[SUPPLIED INFORMATION]
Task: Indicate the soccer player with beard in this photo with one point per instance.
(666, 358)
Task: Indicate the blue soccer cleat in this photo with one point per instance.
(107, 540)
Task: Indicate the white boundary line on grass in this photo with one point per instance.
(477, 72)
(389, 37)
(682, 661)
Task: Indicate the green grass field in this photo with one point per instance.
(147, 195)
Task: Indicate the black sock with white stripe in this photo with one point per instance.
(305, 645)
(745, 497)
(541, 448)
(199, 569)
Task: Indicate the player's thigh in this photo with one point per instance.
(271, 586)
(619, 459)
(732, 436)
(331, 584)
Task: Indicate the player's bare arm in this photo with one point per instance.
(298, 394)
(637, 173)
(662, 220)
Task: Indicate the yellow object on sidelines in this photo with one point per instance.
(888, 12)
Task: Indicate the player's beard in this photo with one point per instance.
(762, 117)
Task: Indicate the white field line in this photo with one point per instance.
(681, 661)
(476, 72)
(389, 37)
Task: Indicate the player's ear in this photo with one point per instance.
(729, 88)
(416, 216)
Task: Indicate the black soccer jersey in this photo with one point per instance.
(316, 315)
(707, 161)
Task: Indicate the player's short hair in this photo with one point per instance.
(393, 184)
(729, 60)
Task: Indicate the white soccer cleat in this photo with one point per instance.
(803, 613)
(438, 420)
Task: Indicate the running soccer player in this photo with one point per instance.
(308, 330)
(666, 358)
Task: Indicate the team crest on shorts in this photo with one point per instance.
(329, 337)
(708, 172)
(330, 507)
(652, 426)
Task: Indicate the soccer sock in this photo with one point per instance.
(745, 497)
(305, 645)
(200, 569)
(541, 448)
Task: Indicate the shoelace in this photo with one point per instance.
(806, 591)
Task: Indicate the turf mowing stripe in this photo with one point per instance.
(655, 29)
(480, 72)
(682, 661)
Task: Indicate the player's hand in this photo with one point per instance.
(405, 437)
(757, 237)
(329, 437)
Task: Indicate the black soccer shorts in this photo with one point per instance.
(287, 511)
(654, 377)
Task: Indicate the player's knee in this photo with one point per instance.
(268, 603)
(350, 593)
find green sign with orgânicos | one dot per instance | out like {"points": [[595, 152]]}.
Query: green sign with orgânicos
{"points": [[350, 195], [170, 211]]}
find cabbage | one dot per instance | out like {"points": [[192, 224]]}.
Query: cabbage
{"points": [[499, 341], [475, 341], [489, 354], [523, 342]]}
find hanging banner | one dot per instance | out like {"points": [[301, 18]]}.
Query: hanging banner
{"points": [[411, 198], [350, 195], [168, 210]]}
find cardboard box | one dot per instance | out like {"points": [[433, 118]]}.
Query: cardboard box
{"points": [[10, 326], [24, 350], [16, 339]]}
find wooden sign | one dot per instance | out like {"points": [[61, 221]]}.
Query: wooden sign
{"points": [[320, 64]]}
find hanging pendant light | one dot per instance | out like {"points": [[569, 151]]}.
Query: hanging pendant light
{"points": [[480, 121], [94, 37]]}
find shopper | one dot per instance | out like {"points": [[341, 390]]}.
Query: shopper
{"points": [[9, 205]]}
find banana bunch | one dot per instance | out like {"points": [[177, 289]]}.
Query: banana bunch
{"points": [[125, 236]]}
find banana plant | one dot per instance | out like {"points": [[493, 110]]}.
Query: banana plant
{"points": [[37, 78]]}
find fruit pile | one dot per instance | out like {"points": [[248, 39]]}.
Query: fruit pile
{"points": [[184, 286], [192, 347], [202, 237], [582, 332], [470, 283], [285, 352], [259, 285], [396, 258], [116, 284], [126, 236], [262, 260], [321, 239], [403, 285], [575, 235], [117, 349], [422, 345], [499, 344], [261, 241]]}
[/SUPPLIED INFORMATION]
In the entries above, the lines between the one holding "Query: shopper" and the one holding "find fruit pile", inclusive, are to be printed exactly as written, and those alone.

• **ANSWER FOR THIS EXERCISE**:
Query: shopper
{"points": [[9, 205]]}
find banana bunch | one dot per instance | out like {"points": [[177, 289]]}.
Query: banana bunch
{"points": [[125, 236]]}
find banana plant | one dot per instance | out like {"points": [[493, 110]]}.
Query: banana plant
{"points": [[37, 78]]}
find fruit pile | one dot per instance | out like {"points": [[248, 39]]}.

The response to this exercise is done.